Reproduce all of the data below, replacing "each instance" with "every occurrence" wherever it occurs and leaving everything else unchanged. Omit the pictures from the output.

-- START DATA IN THIS EXERCISE --

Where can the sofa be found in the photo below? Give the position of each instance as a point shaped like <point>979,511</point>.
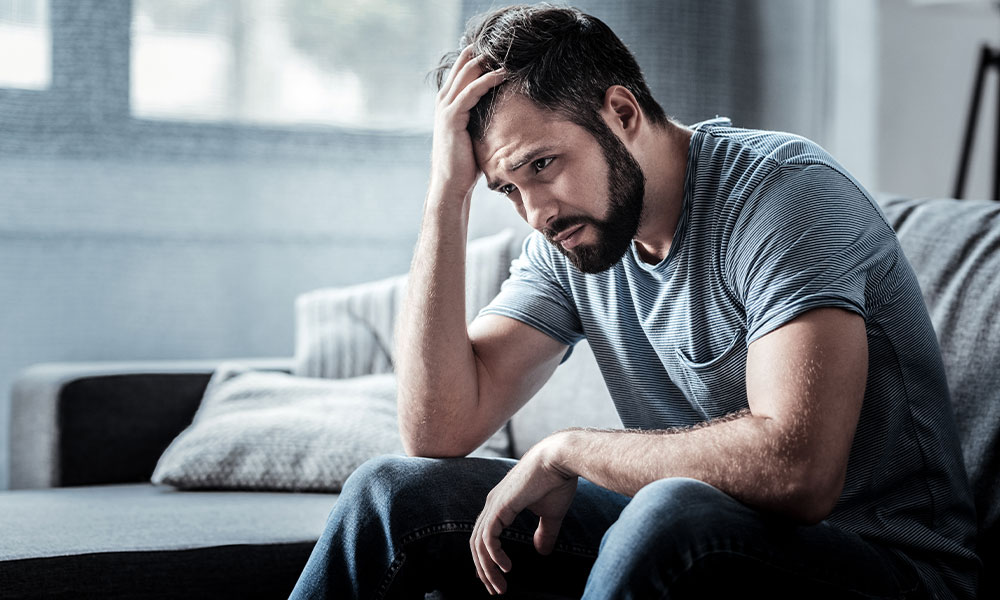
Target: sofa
<point>83,519</point>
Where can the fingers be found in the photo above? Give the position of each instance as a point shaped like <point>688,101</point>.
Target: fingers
<point>546,535</point>
<point>468,73</point>
<point>488,556</point>
<point>469,96</point>
<point>464,56</point>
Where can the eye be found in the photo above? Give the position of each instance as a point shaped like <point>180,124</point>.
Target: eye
<point>541,163</point>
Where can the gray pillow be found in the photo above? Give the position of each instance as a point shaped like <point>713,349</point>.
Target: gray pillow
<point>954,248</point>
<point>258,430</point>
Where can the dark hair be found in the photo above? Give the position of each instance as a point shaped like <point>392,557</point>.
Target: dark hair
<point>558,57</point>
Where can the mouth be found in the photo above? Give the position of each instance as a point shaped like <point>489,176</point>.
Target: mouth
<point>570,237</point>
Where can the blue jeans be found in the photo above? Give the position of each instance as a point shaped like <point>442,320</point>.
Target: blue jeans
<point>402,525</point>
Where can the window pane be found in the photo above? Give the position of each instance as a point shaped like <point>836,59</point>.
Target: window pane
<point>359,63</point>
<point>26,35</point>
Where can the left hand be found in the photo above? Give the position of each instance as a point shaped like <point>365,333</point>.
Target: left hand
<point>535,484</point>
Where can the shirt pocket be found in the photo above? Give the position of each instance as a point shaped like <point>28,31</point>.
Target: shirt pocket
<point>717,387</point>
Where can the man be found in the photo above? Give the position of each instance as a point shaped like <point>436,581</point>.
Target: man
<point>762,335</point>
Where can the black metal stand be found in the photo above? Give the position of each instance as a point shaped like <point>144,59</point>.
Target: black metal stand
<point>988,59</point>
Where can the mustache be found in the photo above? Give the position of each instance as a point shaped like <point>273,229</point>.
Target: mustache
<point>563,223</point>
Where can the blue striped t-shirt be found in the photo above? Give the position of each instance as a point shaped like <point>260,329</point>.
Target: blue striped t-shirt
<point>771,227</point>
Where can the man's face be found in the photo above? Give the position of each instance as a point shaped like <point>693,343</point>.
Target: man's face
<point>583,192</point>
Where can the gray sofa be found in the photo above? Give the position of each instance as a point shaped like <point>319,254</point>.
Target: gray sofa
<point>86,438</point>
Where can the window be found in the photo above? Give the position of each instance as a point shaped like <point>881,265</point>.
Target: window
<point>25,44</point>
<point>354,63</point>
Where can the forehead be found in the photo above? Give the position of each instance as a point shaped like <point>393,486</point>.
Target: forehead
<point>518,129</point>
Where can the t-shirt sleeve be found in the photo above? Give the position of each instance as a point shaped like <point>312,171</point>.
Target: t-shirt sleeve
<point>807,237</point>
<point>535,293</point>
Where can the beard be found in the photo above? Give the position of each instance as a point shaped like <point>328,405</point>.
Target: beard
<point>626,189</point>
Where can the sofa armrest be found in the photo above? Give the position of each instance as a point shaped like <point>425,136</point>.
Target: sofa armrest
<point>100,423</point>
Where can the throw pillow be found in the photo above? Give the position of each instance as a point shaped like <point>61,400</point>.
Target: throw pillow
<point>259,430</point>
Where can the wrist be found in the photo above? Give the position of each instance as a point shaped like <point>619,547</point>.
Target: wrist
<point>558,450</point>
<point>443,193</point>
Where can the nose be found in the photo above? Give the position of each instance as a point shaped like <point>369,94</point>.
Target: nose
<point>540,209</point>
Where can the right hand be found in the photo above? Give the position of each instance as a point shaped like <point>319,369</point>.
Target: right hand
<point>453,165</point>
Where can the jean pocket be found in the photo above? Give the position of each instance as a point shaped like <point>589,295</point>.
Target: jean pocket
<point>717,386</point>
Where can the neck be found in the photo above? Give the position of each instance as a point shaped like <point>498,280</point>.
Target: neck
<point>664,162</point>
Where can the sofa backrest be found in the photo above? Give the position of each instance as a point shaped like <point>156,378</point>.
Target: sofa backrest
<point>954,248</point>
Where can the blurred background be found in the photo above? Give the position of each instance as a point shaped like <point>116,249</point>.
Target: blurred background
<point>173,173</point>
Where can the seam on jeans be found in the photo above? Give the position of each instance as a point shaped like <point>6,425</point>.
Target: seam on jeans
<point>390,575</point>
<point>901,594</point>
<point>507,534</point>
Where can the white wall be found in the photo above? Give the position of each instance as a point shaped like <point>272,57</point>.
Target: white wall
<point>927,58</point>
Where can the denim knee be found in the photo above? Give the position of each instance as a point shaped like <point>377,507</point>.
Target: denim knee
<point>671,515</point>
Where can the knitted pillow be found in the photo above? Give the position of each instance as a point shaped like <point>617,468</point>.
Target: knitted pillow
<point>271,431</point>
<point>258,430</point>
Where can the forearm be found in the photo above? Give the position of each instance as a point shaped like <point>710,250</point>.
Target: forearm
<point>753,459</point>
<point>435,362</point>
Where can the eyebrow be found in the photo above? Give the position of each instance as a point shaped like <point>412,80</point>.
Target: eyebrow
<point>525,158</point>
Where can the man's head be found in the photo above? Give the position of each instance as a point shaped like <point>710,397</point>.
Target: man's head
<point>557,57</point>
<point>565,75</point>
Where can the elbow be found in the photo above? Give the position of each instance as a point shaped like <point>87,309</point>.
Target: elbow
<point>424,448</point>
<point>419,439</point>
<point>812,494</point>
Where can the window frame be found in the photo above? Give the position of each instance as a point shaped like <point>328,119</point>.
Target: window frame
<point>85,113</point>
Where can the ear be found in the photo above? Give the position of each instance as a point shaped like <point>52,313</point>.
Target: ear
<point>621,111</point>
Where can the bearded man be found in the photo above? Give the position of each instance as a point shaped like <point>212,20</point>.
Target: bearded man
<point>788,426</point>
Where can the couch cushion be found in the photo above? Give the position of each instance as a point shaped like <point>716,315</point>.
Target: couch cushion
<point>272,431</point>
<point>954,248</point>
<point>344,332</point>
<point>145,541</point>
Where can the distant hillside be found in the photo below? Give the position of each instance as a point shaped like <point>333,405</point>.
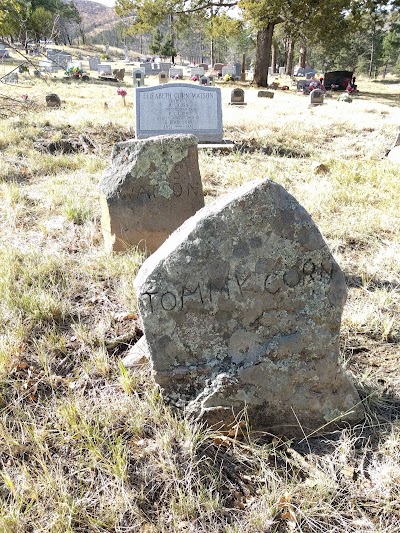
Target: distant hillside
<point>96,17</point>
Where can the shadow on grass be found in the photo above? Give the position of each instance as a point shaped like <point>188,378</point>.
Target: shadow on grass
<point>390,99</point>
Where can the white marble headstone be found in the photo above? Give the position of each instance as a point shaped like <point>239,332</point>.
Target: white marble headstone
<point>179,108</point>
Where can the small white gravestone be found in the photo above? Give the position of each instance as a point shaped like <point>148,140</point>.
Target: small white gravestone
<point>179,108</point>
<point>196,71</point>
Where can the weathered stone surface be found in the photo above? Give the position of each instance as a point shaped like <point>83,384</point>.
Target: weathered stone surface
<point>150,189</point>
<point>394,154</point>
<point>241,307</point>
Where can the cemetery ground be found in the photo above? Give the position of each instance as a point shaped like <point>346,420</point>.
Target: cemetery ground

-- END DATA IN THIS EXERCISE --

> _THE REPLY_:
Where can the sofa be found in the photo below? Give the position of every occurrence as a point shaped like <point>979,511</point>.
Target: sofa
<point>83,519</point>
Where can the fingers be found in the photo above? Give the position of every occurrence as a point shaped like <point>688,101</point>.
Target: fingers
<point>546,535</point>
<point>468,73</point>
<point>488,556</point>
<point>469,96</point>
<point>464,56</point>
Where can the eye be found in the photo above? Give the position of every occurrence as a point shaped like <point>180,124</point>.
Target: eye
<point>541,163</point>
Where can the gray pillow be found in the photo above? Give the position of every occurrence as a point shaped like <point>713,349</point>.
Target: gray pillow
<point>954,248</point>
<point>258,430</point>
Where can the dark hair be found in the photo above? Give the position of every occurrence as a point shaped like <point>392,557</point>.
Target: dark hair
<point>558,57</point>
Where can the mouth be found in the photo above? Give the position of every occurrence as a point shaped like <point>489,176</point>.
Target: mouth
<point>570,237</point>
Where can the blue jeans be found in the photo above? Give the position of every occurrence as a point shaped like <point>442,320</point>.
Target: blue jeans
<point>402,525</point>
Where can the window pane be found in the photo above? Give the position of every occurrence as a point shaped like <point>836,59</point>.
Target: window pane
<point>359,63</point>
<point>26,35</point>
Where can the left hand be found in the photo above? Give the position of every occurrence as a point shaped like <point>365,333</point>.
Target: left hand
<point>535,484</point>
Where can the shirt pocket be found in the photo above? Give the position of every occurrence as a point shaped like <point>28,31</point>.
Target: shirt pocket
<point>717,387</point>
Where can the man be found in the photo above? Give the position of every occurrence as a point shaped like <point>436,581</point>.
Target: man
<point>762,335</point>
Where can the black metal stand be found in the photo above? Give the position of every occurrence as a point shaped like <point>144,59</point>.
Target: black metal stand
<point>988,59</point>
Where can the mustache be found in the photo above? Give the position of every occurrence as a point shaped like <point>273,229</point>.
Target: mustache
<point>563,223</point>
Where can the blue striped t-shirt be found in the photo above? Give the position of every occurrence as a point shaped like <point>260,329</point>.
Target: blue striped t-shirt
<point>771,227</point>
Where can the man's face be found in the photo above? Give the position of every occurrence as a point shaped like <point>693,343</point>.
Target: man's face
<point>583,192</point>
Where can the gray sofa be found in the photo above? Give the position of every occurrence as a point shaped like <point>319,254</point>.
Target: gray sofa
<point>86,438</point>
Where can the window be found in the photo above? Give the position of every occurrence as a point shaped like <point>881,265</point>.
Target: window
<point>25,44</point>
<point>354,63</point>
Where can the forehead be found in the photo above? Give the position of every occurrence as a point shaped like <point>393,486</point>.
Target: forehead
<point>518,129</point>
Where can the t-shirt sleeve be found in the photo above? Give the position of every occurrence as a point shaped like <point>312,171</point>.
Target: t-shirt sleeve
<point>807,237</point>
<point>535,293</point>
Where can the beard be found in the photo above? Give the position of every occurrence as a point shaped like <point>328,405</point>.
Target: beard
<point>626,189</point>
Where can the sofa armrest be found in the photo above? Give the position of every occurrence as a point shaped like <point>425,136</point>.
Target: sofa armrest
<point>100,423</point>
Where can the throw pillow be found in the photo above? Give the position of every occurrence as a point shaped like <point>61,400</point>.
Target: throw pillow
<point>259,430</point>
Where can the wrist be found in the photo above? Give the position of every occurrence as a point shaped like <point>619,547</point>.
Target: wrist
<point>558,450</point>
<point>443,193</point>
Where can the nose be found in the photo above? Give the position of every occurrence as a point shaped like <point>369,94</point>.
Target: nose
<point>540,209</point>
Where can the right hand be found in the photo above? Give the position of every occurrence as a point shaped like <point>319,369</point>.
Target: right hand
<point>453,165</point>
Where can the jean pocket be found in the photo above? Give the position of every occurrence as a point shaped like <point>589,295</point>.
Target: jean pocket
<point>717,386</point>
Where can the neck be found in the photo above? Give the position of every occurrence as a point shaped like <point>498,280</point>.
Target: neck
<point>664,162</point>
Where can the sofa backrest be found in the photo above? Give the position of every occurrence as a point shaped like <point>156,378</point>.
Target: sofa backrest
<point>954,248</point>
Where can the blurred background be found in the photo above? Give the position of every occurrence as a point shaped like <point>116,249</point>.
Target: blurred background
<point>173,173</point>
Where can the seam on jeans be found in the photo above? Give the position of every occurrence as a point shaped like <point>6,425</point>.
Target: seam on jeans
<point>390,575</point>
<point>901,594</point>
<point>507,534</point>
Where can the white wall be found in the photo above? Give the position of every occurrence as a point shaped like <point>272,57</point>.
Target: white wall
<point>927,58</point>
Where can the denim knee be found in the photo above? Give the position of every occurrence as a point shaped like <point>377,507</point>.
Target: denim knee
<point>671,515</point>
Where can the knitted pillow be found in the photo above? Give the position of every occurrence as a point shaped like <point>617,468</point>.
Target: knitted pillow
<point>271,431</point>
<point>258,430</point>
Where can the forearm be found in the photo above? Give the position of every occurrence as a point shaped like <point>710,250</point>.
Target: forearm
<point>753,459</point>
<point>435,362</point>
Where can the eyebrow be found in the photo above? Give the position of every occurrence as a point shaped like <point>412,80</point>.
Target: eyebrow
<point>525,158</point>
Where can the man's head be found in the photo above? Give the position of every occurrence as a point shaped like <point>710,397</point>.
Target: man's head
<point>557,57</point>
<point>565,75</point>
Where can the elbow be found in the photo above? Give the position of every occurrence as a point shaped like <point>87,309</point>.
Target: elbow
<point>424,448</point>
<point>419,439</point>
<point>812,494</point>
Where can the window frame be found in the photo above? Give the position of every occurrence as a point shaped like <point>328,119</point>.
Target: window frame
<point>85,113</point>
Where can the ear be found in the photo above? Give the position of every occurrence as a point shaped like <point>52,313</point>.
Target: ear
<point>621,111</point>
Where can the bearded man be found in the photo above? Give the position of every occurrence as a point shaped like <point>212,20</point>.
Target: bearded man
<point>788,426</point>
Where can the couch cushion be found in the photo above? Give the position of every occurrence as a point shaped like <point>716,315</point>.
Target: couch cushion
<point>272,431</point>
<point>954,248</point>
<point>344,332</point>
<point>145,541</point>
Where can the distant hillside be found in the photo below? Give the position of every occurrence as a point shaped like <point>333,405</point>.
Target: distant hillside
<point>96,17</point>
Where can the shadow on grass be found in the photo above? Give the position of every occurrence as a point shaped like <point>188,378</point>.
Target: shadow on grass
<point>390,99</point>
Where can the white marble headstone be found in the photo above? Give the position of every occurrence as a point shaped like <point>239,332</point>.
Target: white marble headstone
<point>179,108</point>
Where can the small white gravestone be found in the photo above? Give the position of every occurrence as a point shaped like <point>148,140</point>.
Target: small white gravestone
<point>179,108</point>
<point>196,71</point>
Where can the weathered stone surface be found in the photo above? Give the position of every occurrence as a point shaped like <point>83,384</point>.
Target: weathered stone surface
<point>150,189</point>
<point>394,154</point>
<point>241,307</point>
Where can the cemetery ground be found in the photo above? Give the position of every occurrence as a point shaped like <point>346,420</point>.
Target: cemetery ground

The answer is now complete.